[TASK BRIEF]: Edit the lines from the one containing "Expected behaviour: mark a point on the cumulus" through the one containing "[[127, 90]]" by replacing "Result" with "Output" and leaving everything else unchanged. Omit the pictures from your answer.

— begin TASK DATA —

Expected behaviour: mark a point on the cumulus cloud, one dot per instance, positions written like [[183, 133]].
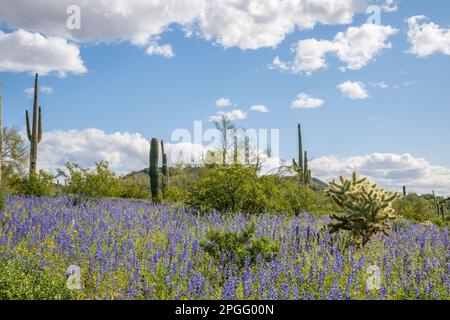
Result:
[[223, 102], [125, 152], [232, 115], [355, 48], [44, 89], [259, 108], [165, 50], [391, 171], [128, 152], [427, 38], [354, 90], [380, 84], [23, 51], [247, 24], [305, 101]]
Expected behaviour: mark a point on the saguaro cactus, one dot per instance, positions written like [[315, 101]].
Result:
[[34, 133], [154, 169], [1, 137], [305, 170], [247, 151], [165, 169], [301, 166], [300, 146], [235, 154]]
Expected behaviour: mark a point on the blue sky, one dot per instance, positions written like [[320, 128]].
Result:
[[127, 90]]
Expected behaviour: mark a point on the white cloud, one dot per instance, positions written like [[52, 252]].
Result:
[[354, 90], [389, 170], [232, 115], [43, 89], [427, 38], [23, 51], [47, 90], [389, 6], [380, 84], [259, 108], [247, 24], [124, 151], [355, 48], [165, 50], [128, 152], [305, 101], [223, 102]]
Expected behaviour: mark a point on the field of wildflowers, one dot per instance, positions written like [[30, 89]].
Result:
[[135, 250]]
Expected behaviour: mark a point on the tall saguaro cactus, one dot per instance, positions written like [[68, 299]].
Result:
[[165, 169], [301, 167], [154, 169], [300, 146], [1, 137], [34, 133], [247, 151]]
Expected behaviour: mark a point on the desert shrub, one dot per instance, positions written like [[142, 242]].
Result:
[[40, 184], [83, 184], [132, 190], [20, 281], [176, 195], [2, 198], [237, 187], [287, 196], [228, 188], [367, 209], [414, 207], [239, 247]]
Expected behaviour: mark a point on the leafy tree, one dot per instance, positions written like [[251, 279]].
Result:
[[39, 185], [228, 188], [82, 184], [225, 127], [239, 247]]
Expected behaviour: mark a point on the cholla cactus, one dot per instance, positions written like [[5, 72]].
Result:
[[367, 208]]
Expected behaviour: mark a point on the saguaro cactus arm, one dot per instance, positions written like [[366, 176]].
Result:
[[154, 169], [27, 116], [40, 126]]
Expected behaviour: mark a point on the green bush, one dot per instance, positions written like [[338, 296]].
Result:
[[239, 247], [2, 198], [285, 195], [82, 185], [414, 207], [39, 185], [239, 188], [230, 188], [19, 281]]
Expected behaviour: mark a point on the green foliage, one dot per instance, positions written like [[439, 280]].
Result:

— end TASK DATA —
— begin TASK DATA —

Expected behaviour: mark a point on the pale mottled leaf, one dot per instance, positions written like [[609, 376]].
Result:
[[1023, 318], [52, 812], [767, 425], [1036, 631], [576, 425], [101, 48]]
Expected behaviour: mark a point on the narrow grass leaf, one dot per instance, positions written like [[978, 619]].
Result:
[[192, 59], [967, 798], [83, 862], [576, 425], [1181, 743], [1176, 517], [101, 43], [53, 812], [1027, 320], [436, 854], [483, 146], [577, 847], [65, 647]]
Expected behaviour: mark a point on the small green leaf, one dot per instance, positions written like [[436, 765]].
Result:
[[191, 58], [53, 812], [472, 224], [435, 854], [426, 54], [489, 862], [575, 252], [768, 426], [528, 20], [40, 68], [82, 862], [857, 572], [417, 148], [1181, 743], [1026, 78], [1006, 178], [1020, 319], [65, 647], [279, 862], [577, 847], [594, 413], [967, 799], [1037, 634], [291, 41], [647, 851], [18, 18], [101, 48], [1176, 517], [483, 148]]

— end TASK DATA —

[THE SOLUTION]:
Expected behaviour: mark a point on the cumulus cloud, one dot per instance, positions written like [[183, 133]].
Output:
[[223, 102], [125, 152], [232, 115], [355, 48], [44, 89], [259, 108], [165, 50], [391, 171], [128, 152], [427, 38], [354, 90], [380, 84], [23, 51], [247, 24], [305, 101]]
Expected behaviour: mark a point on the saguaro cactus, one dot per instance, positions written like [[315, 101]].
Output:
[[34, 133], [154, 169], [1, 137], [305, 170], [247, 151], [165, 169], [301, 166], [300, 146], [235, 154]]
Expected behaviour: mark a point on the blue sky, one dot per instance, positions written like [[320, 128]].
Output:
[[127, 90]]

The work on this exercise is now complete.